"""

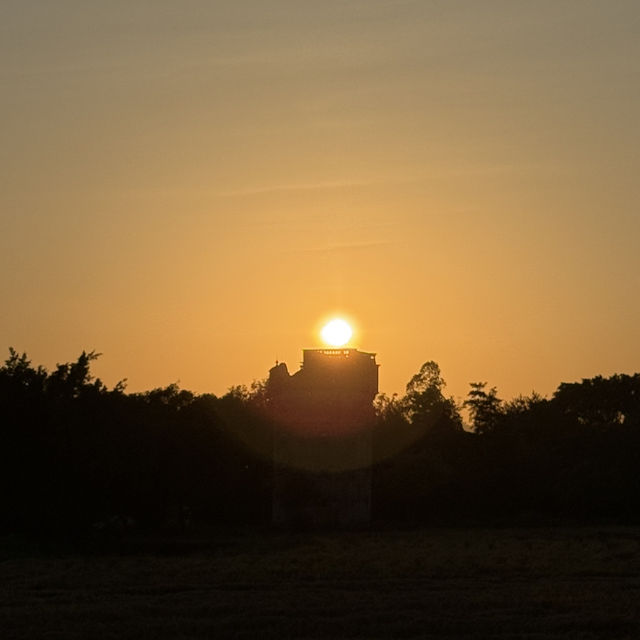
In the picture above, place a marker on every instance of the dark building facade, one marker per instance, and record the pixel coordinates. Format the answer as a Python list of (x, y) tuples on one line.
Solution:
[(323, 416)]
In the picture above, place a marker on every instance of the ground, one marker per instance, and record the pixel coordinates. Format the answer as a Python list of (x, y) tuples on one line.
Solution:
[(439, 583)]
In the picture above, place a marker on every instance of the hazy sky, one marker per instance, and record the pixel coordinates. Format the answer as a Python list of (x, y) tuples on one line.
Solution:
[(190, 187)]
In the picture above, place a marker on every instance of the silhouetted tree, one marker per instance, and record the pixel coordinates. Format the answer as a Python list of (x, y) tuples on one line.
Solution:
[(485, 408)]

"""

**Instruções e requisitos**: Pode reescrever todos os registros acima como uma tabela Markdown com as colunas "Nº" e "Texto", numerando cada linha e omitindo as linhas em branco? Deixe as imagens de fora da resposta.

**Resultado do exercício**:
| Nº | Texto |
|---|---|
| 1 | In the picture above, place a marker on every instance of the dark building facade, one marker per instance, and record the pixel coordinates. Format the answer as a Python list of (x, y) tuples on one line. |
| 2 | Solution: |
| 3 | [(323, 416)] |
| 4 | In the picture above, place a marker on every instance of the ground, one marker per instance, and record the pixel coordinates. Format the answer as a Python list of (x, y) tuples on one line. |
| 5 | Solution: |
| 6 | [(439, 583)] |
| 7 | In the picture above, place a marker on every instance of the hazy sky, one marker per instance, and record the pixel coordinates. Format the answer as a Python list of (x, y) tuples on one line. |
| 8 | Solution: |
| 9 | [(190, 187)] |
| 10 | In the picture above, place a marker on every instance of the silhouetted tree, one marker per instance, and record the pixel coordinates. Format the answer as a Python list of (x, y) tuples on one line. |
| 11 | Solution: |
| 12 | [(485, 408)] |